■ **Goal of the exercise**: Render the part of the listing below that starts with the line containing "Medical review: identify every stone block" and runs through the line containing "[0,453,737,895]", both included, as a Markdown table. Use the columns Row and Line text, number each row, and leave out any blank lines.

● ● ● ● ● ● ●

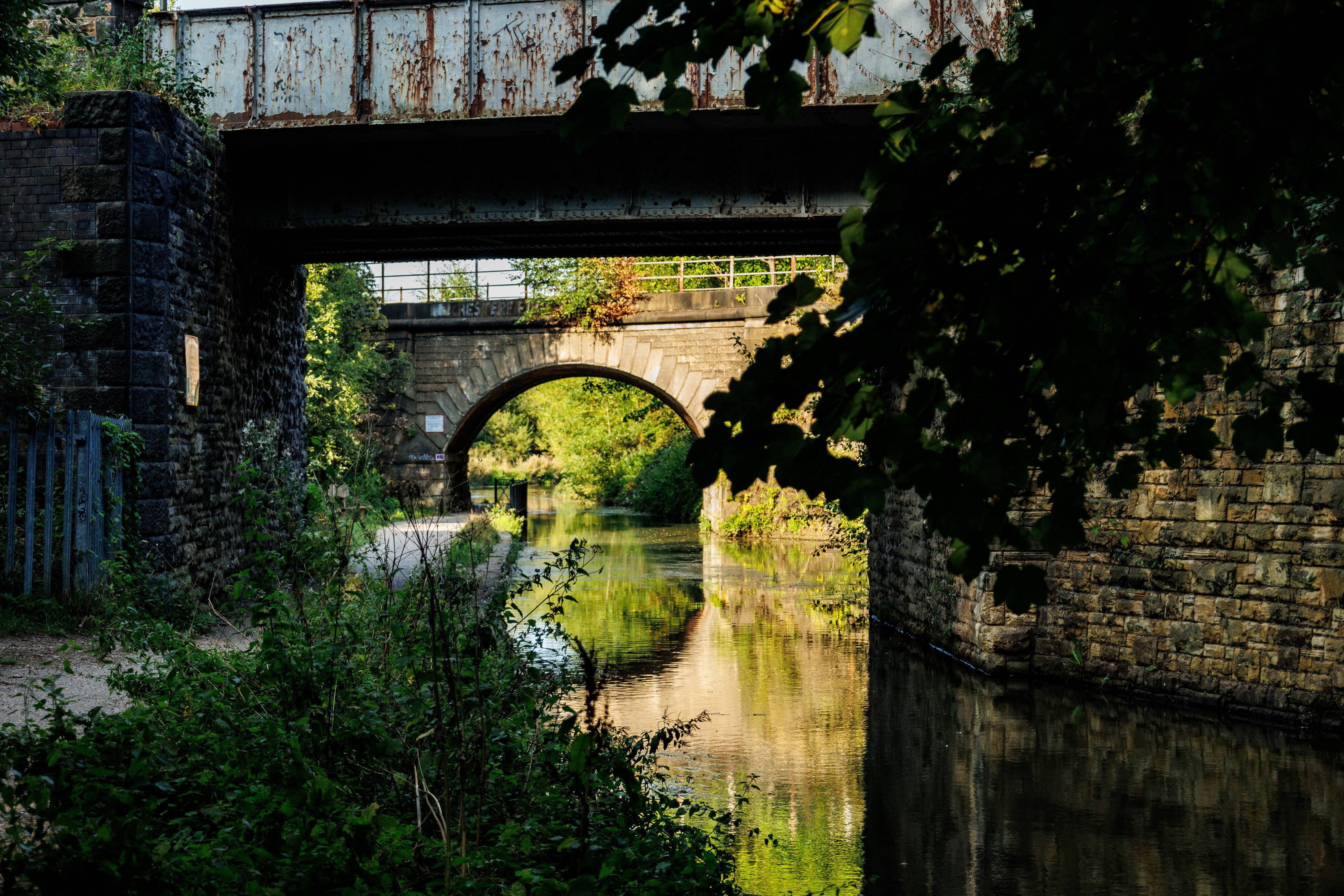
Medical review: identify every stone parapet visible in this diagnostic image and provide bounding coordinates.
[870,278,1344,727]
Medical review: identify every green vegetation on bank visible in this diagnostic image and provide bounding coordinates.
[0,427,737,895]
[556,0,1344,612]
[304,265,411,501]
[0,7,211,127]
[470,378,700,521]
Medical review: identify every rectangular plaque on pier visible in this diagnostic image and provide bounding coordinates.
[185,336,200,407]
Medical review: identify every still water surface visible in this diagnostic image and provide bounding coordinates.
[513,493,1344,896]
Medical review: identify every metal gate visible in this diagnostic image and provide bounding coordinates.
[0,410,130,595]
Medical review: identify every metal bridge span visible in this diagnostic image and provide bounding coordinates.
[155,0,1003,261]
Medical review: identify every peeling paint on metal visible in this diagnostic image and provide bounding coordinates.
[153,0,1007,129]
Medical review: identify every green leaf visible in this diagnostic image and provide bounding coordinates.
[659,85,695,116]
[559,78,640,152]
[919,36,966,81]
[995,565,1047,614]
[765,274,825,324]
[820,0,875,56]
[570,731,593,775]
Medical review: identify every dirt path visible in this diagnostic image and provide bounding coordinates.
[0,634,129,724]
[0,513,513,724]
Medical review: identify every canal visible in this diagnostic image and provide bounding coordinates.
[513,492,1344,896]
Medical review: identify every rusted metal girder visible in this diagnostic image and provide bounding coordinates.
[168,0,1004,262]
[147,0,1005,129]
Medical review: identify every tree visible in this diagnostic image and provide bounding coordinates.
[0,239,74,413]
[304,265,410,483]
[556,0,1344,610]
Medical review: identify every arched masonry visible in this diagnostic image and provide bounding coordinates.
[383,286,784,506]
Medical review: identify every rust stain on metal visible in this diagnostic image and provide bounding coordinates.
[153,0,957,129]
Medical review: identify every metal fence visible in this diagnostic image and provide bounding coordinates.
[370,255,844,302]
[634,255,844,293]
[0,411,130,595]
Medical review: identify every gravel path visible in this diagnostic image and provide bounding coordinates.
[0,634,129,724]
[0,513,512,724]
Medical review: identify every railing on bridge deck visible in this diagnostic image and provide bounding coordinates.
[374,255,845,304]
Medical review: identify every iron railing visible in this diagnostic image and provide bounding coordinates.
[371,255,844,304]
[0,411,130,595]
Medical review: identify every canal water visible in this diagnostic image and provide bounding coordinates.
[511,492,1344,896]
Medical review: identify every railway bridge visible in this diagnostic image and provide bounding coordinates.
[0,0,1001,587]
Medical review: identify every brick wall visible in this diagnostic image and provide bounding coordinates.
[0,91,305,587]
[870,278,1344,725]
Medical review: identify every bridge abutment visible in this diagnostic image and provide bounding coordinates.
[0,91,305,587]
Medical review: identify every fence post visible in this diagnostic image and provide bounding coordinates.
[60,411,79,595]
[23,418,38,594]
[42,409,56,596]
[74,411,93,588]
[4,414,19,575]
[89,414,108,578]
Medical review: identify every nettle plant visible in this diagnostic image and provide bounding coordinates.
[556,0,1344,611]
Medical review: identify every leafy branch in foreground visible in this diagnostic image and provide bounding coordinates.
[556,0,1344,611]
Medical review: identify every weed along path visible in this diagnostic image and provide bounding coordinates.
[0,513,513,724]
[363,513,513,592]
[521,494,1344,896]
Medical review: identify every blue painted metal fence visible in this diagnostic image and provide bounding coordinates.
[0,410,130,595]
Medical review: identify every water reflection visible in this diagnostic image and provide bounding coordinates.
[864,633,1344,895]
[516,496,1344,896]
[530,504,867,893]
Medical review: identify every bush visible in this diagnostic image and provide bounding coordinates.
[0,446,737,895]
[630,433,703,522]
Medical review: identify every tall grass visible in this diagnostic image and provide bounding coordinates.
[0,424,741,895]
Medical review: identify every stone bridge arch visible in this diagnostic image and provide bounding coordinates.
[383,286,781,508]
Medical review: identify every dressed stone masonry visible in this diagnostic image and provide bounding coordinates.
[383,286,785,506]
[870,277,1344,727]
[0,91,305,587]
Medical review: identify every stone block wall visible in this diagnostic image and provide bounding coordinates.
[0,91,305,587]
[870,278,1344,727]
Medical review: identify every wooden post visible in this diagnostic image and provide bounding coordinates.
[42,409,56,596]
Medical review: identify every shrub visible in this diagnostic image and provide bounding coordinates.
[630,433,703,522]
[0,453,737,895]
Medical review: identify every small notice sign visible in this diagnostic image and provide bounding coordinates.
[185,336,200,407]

● ● ● ● ● ● ●

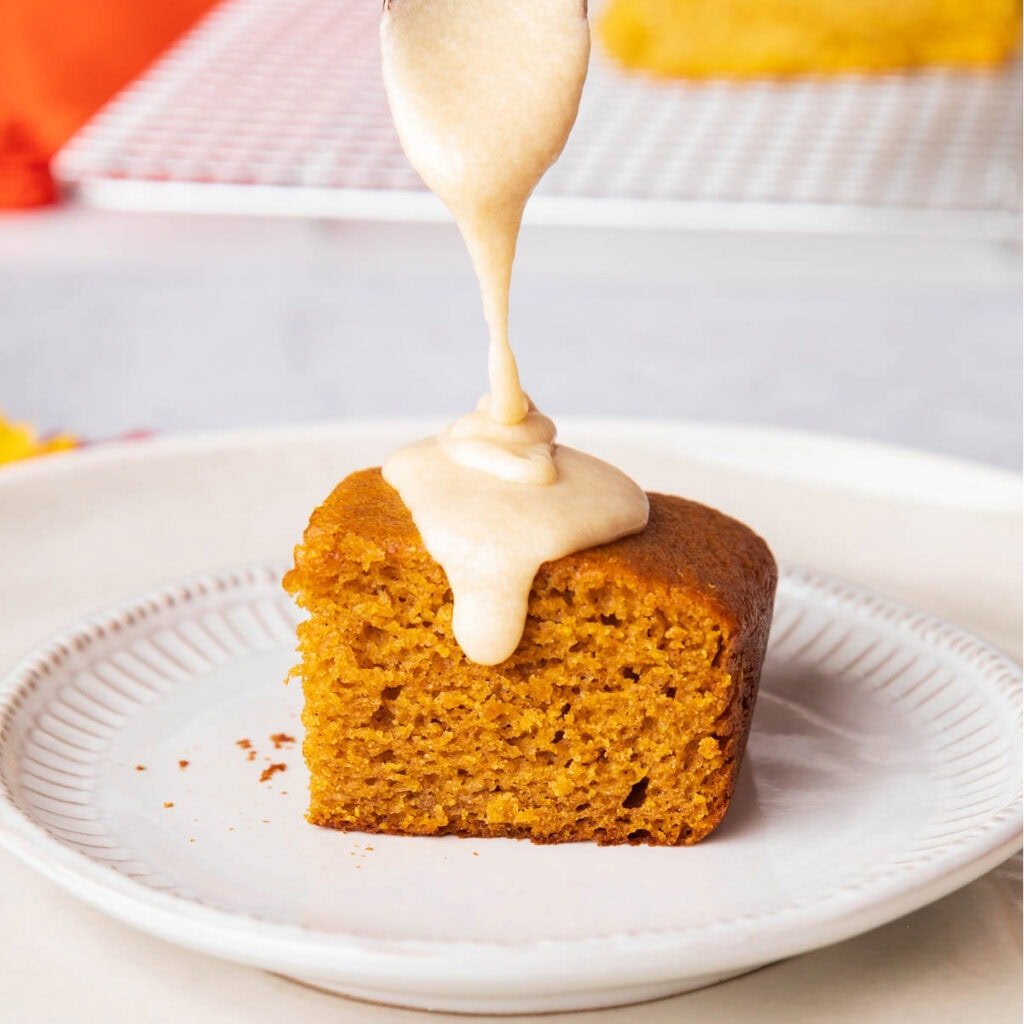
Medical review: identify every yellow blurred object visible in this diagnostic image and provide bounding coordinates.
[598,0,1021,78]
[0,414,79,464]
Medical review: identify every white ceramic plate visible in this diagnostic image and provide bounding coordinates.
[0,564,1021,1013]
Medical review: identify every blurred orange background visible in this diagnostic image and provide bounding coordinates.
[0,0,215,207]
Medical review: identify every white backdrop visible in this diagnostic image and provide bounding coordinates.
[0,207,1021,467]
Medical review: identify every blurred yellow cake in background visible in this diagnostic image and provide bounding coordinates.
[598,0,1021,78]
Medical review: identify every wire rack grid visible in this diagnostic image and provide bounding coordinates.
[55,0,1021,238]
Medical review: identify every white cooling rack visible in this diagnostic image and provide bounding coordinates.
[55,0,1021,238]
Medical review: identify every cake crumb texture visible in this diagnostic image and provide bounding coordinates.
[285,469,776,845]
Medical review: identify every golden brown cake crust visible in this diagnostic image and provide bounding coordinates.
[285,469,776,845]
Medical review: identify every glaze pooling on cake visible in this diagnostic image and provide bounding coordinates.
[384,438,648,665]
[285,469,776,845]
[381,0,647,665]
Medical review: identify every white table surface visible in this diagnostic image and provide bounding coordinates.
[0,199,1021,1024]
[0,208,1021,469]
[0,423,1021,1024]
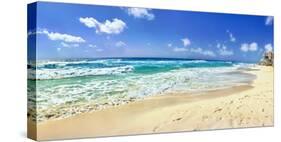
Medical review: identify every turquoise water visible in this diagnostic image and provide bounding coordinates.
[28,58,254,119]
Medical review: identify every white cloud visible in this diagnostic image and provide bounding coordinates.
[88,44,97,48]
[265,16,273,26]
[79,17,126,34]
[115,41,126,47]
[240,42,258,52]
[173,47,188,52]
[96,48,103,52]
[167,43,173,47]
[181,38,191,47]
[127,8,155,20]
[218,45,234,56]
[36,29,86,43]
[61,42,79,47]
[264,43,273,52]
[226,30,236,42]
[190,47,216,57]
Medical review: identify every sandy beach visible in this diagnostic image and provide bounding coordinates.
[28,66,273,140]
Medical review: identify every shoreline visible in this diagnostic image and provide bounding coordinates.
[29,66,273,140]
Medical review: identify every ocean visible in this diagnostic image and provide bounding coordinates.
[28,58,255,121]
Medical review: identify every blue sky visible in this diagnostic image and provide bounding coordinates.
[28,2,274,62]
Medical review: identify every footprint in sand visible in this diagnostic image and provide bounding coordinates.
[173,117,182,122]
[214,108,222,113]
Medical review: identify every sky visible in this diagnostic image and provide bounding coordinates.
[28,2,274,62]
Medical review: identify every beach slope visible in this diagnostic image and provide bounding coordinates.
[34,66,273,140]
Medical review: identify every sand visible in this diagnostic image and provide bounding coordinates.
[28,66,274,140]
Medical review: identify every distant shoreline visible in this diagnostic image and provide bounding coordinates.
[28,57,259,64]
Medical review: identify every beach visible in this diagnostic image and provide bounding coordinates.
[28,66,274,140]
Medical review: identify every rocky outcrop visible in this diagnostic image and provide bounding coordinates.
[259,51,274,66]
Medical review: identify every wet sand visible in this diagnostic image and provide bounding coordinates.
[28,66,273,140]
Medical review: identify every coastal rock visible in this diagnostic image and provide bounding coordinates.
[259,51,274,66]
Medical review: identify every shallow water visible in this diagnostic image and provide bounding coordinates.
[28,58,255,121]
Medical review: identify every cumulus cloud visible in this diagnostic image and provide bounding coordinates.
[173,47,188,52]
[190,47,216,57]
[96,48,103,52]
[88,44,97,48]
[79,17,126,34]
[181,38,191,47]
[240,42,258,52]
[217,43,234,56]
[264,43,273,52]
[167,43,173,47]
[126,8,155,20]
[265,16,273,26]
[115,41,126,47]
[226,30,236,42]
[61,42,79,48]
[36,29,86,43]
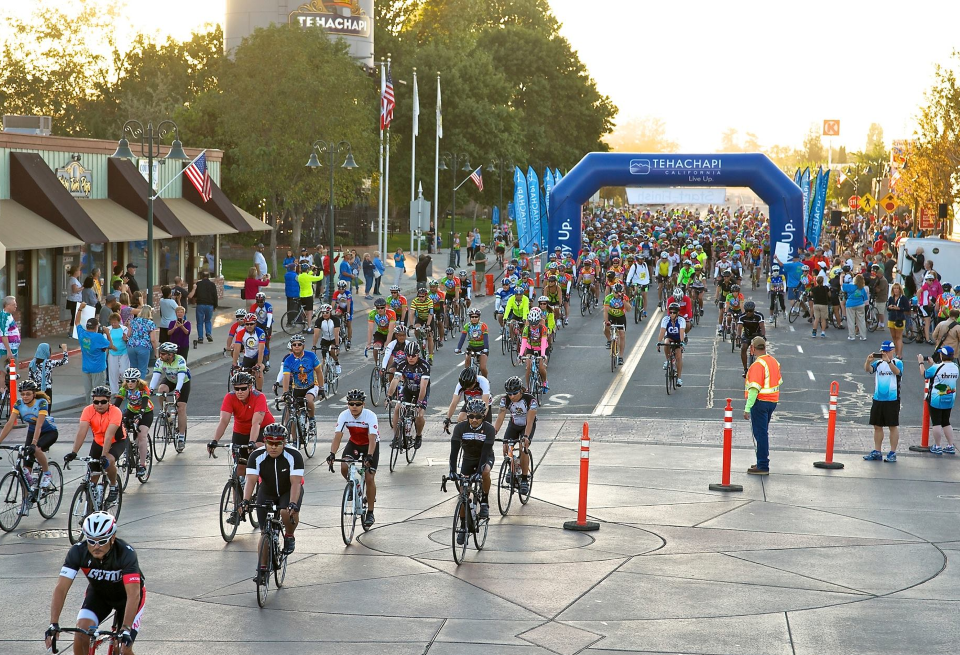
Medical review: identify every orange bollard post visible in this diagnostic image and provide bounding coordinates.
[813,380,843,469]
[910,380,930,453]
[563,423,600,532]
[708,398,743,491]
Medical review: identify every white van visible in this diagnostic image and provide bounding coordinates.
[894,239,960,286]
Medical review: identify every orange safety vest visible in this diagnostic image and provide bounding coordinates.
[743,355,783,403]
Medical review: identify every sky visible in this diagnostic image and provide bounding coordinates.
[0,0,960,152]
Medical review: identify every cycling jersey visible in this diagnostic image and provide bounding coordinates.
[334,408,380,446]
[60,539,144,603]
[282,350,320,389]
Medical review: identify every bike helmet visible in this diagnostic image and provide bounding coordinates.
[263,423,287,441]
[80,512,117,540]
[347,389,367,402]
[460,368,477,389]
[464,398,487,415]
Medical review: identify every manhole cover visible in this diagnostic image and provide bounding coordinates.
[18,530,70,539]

● ● ● ● ● ● ●

■ **Response for this exercise**:
| Row | Line text |
|---|---|
| 1 | Medical review: identify every stone block wall visible in this diagnostic image and provide bounding coordinates. |
| 2 | [0,91,305,587] |
| 3 | [870,278,1344,727] |
| 4 | Medical review: identify every wooden post visible in this diagnostic image and provide bounding coordinates. |
| 5 | [42,409,56,596] |
| 6 | Medical review: identify every shrub visible in this diagnostic image and provide bounding coordinates. |
| 7 | [630,433,703,522] |
| 8 | [0,453,737,895] |